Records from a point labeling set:
******************************

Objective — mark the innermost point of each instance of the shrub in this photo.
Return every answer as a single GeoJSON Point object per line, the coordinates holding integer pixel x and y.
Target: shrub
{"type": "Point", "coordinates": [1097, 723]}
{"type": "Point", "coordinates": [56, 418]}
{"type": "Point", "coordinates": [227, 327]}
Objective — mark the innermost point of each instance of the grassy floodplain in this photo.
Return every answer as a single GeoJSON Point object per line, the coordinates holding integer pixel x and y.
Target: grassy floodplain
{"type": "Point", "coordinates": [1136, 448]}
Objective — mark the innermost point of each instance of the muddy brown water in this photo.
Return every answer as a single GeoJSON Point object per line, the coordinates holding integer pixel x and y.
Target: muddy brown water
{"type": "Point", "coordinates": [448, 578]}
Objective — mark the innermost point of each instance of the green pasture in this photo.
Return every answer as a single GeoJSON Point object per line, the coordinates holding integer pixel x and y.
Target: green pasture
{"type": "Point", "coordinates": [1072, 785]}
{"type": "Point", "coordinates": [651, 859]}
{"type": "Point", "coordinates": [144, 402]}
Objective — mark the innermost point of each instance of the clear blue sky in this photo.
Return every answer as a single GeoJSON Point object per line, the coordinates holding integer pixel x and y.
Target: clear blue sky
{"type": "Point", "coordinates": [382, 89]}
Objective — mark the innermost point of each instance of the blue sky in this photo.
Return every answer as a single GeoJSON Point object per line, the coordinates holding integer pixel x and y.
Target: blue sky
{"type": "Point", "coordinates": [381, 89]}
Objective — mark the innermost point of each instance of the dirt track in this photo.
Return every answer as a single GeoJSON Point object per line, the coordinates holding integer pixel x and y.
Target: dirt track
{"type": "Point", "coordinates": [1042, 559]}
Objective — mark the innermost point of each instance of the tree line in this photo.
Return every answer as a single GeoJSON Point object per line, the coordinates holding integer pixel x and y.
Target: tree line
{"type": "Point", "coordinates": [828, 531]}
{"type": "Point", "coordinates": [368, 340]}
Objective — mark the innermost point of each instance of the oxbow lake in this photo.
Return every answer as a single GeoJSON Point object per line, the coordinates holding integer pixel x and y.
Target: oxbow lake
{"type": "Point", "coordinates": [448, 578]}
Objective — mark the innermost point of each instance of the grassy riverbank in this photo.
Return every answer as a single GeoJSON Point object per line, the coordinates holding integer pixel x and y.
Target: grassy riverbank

******************************

REQUIRED WORK: Extract the data exactly as given.

RESULT FOR THIS EXERCISE:
Objective — mark the innermost point of each instance of the shrub in this photo.
Return every answer as a single GeoJSON Point object per line, the coordinates holding integer pixel x and y.
Target: shrub
{"type": "Point", "coordinates": [1097, 723]}
{"type": "Point", "coordinates": [56, 418]}
{"type": "Point", "coordinates": [227, 327]}
Objective — mark the innermost point of each instance of the grassy floodplain in this photo.
Return every answer as a single GeoJSON Point object per line, the coordinates holding integer pixel x and y.
Target: grassy floodplain
{"type": "Point", "coordinates": [1136, 448]}
Objective — mark the innermost point of each instance of the muddy brown water in this photo.
Return every answer as a single GeoJSON Point object per line, the coordinates holding integer pixel x and y.
Target: muddy brown water
{"type": "Point", "coordinates": [448, 578]}
Objective — mark the innermost point of each instance of the green pasture in this photo.
Return every answer as a single GeoJSON Point object per line, the coordinates holding integer pixel x and y.
Target: green pasture
{"type": "Point", "coordinates": [1072, 785]}
{"type": "Point", "coordinates": [651, 859]}
{"type": "Point", "coordinates": [144, 402]}
Objective — mark the innermost point of each instance of the clear blue sky in this photo.
Return every answer as a single GeoJSON Point object per line, the coordinates holding integer pixel x and y.
Target: clear blue sky
{"type": "Point", "coordinates": [382, 89]}
Objective — mark the innermost point of each instance of the blue sky in this photo.
Return every answer as a single GeoJSON Point object per line, the coordinates holding integer pixel x and y.
Target: blue sky
{"type": "Point", "coordinates": [381, 89]}
Objective — mark the innermost point of each instance of the dirt track in this photo.
Return every answer as a single GeoJSON Point object per line, the coordinates holding integer pixel x and y.
Target: dirt track
{"type": "Point", "coordinates": [1042, 559]}
Objective — mark the innermost point of each instance of the tree line in this photo.
Return every answer as a single GeoJSON Point object per line, the coordinates holding integer pixel x and y.
Target: tree line
{"type": "Point", "coordinates": [828, 531]}
{"type": "Point", "coordinates": [368, 340]}
Objective — mark the innermost point of each instance of the oxbow lake in this photo.
Return every answer as a single GeoJSON Point object per line, the coordinates holding integer pixel x and y.
Target: oxbow lake
{"type": "Point", "coordinates": [448, 578]}
Objective — mark the innermost point of each instance of the grassy riverbank in this photo.
Return every answer as a single GeoJSON Point object per line, the coordinates holding integer pixel x and y.
Target: grassy riverbank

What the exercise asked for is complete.